Exercise requirements:
Copy the entries from the line containing "If you could pin the yellow" through the end of the entries, substituting "yellow-green" for "yellow green" and keeping everything else the same.
-- START Entries supplied --
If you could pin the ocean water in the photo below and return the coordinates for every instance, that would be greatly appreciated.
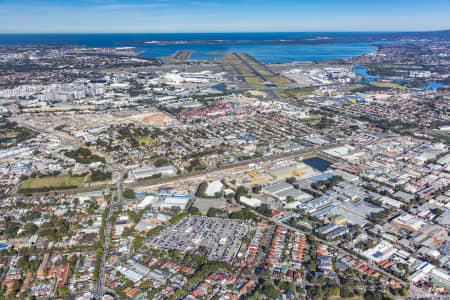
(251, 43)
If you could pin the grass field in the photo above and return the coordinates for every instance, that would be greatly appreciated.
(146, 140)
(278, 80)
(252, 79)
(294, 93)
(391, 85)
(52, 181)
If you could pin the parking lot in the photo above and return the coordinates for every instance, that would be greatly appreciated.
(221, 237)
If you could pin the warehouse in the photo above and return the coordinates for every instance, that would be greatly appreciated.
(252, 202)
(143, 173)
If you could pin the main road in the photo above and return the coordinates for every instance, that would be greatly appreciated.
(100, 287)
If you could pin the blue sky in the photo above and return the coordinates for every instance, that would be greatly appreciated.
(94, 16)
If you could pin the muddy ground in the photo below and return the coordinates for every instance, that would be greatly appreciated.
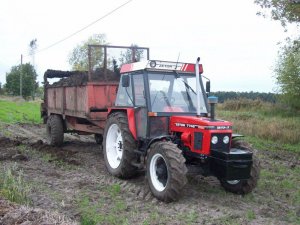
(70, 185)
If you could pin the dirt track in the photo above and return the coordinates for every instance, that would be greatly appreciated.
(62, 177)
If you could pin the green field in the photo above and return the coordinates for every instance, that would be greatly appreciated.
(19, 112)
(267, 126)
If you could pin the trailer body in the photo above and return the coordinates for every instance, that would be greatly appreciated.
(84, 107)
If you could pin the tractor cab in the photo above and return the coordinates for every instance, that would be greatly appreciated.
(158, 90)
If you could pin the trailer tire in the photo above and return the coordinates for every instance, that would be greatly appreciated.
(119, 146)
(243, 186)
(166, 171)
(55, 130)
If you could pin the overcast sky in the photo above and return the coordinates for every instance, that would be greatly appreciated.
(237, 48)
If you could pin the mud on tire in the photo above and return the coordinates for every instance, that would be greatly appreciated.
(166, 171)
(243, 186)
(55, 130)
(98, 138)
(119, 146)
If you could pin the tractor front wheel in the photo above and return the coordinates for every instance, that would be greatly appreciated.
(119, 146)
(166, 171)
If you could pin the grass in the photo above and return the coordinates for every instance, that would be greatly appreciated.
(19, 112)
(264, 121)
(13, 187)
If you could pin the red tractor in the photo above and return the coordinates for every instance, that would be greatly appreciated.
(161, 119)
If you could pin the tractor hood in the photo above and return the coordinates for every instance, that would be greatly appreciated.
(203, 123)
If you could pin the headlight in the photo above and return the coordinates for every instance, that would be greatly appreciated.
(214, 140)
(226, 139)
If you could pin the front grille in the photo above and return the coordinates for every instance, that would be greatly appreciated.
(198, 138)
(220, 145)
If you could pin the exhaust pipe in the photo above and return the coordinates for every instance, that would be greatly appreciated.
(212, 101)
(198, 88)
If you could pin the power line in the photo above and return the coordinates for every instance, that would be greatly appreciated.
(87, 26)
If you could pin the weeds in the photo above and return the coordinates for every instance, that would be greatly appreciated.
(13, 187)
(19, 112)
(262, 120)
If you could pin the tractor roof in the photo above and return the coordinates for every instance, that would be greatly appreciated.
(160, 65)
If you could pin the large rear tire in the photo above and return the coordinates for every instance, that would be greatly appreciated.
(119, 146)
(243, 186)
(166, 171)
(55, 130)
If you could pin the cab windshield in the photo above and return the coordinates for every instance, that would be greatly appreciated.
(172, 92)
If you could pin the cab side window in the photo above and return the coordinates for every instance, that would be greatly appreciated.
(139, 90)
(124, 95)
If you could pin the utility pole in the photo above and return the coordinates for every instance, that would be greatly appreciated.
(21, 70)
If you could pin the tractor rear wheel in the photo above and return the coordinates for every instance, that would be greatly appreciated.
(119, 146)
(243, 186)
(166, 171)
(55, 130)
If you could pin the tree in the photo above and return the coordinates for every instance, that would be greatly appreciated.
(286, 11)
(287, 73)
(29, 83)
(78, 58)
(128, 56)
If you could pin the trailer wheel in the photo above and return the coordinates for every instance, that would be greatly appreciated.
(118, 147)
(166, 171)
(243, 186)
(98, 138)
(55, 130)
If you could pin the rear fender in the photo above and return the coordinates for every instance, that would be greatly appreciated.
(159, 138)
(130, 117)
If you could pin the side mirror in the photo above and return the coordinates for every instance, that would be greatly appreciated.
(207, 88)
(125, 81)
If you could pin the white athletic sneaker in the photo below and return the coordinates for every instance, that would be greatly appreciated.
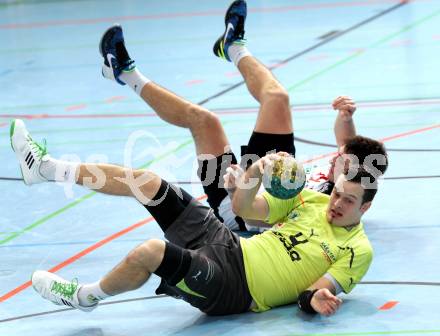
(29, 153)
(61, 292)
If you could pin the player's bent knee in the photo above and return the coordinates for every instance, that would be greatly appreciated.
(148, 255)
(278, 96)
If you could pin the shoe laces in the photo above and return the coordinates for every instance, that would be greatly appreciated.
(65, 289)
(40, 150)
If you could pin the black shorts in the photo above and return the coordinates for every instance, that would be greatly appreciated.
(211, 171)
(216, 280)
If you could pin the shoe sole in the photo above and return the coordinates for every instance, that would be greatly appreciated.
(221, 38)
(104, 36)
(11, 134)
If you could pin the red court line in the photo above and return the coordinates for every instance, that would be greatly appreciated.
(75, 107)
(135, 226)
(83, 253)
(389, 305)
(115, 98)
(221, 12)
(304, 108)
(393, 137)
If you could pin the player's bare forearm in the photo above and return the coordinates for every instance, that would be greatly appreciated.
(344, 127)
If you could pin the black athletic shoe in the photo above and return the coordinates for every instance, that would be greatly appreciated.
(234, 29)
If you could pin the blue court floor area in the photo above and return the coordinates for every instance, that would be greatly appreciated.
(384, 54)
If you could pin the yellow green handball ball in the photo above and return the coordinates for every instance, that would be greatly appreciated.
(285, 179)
-- END Entries supplied --
Finished task:
If you could pin the yellow-green handball ball in the photo above and return the coordinates for every instance, that would be greatly appreciated.
(285, 179)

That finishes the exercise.